# EXERCISE BRIEF:
Retype every one of the entries below word for word, line by line, changing nothing.

# Detection annotation records:
* Begin *
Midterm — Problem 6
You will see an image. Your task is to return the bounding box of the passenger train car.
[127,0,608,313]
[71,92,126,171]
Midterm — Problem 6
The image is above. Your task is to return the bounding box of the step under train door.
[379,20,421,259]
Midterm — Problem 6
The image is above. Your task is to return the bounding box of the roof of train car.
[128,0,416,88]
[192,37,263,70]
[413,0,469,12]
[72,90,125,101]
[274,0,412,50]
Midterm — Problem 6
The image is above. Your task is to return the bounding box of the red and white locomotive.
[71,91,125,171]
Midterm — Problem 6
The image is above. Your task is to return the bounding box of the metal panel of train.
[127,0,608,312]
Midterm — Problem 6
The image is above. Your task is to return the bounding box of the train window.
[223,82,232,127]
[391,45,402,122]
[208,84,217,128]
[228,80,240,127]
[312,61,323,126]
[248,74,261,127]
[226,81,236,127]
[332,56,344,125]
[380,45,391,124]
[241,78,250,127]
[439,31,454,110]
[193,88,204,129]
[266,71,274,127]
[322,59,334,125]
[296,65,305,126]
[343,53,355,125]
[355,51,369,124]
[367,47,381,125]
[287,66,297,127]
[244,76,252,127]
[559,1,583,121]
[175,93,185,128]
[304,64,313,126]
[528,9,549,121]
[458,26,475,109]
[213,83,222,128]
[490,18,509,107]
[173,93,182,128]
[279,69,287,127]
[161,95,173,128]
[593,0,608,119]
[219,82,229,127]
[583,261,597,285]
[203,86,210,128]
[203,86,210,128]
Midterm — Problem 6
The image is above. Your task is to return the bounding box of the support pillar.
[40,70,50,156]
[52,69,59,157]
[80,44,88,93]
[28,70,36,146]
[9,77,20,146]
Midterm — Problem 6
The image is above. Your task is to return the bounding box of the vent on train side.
* End *
# COMPLETED EXERCISE:
Midterm — Problem 6
You will see an image. Your task is to return the bounding box of the passenger train car.
[127,0,608,313]
[71,92,126,171]
Midterm — Problem 6
The image is above. Your task is to return the bounding box of the step under train door.
[379,20,421,259]
Midterm — Problem 6
The image is above. Your task is to return the bounding box of the roof of train car.
[128,0,416,88]
[192,37,263,70]
[413,0,469,12]
[72,90,125,101]
[274,0,412,50]
Midterm — Problem 6
The image is above. Your task is to return the bounding box of the red and white locomotive.
[71,91,125,171]
Midterm — Problem 6
The image is above. Your task is to return the bounding box of the metal panel of train.
[127,0,608,312]
Midterm — Problem 6
The image is above. Your task is to return the bounding box of the train window.
[223,82,232,127]
[391,45,402,122]
[208,84,217,128]
[228,80,240,127]
[312,61,323,126]
[248,74,261,127]
[226,81,236,127]
[332,56,344,125]
[380,45,391,124]
[241,78,250,127]
[439,31,454,110]
[193,88,204,129]
[266,71,274,127]
[322,59,334,125]
[296,65,305,126]
[343,53,355,125]
[355,51,369,124]
[367,47,381,125]
[287,66,297,127]
[244,76,252,127]
[559,1,583,121]
[175,93,185,128]
[304,64,313,126]
[528,9,549,121]
[458,26,475,109]
[213,83,222,128]
[490,18,509,107]
[173,93,182,128]
[279,69,287,127]
[161,95,173,128]
[593,0,608,119]
[219,82,229,127]
[583,261,597,285]
[203,86,210,128]
[203,86,210,128]
Midterm — Problem 6
The image is above. Your task is to return the bounding box of the support pillar.
[40,70,50,156]
[52,69,59,157]
[80,44,88,93]
[28,70,36,146]
[9,77,20,146]
Midterm — Problem 6
The image is above. Your task is to return the bounding box of the vent on train side.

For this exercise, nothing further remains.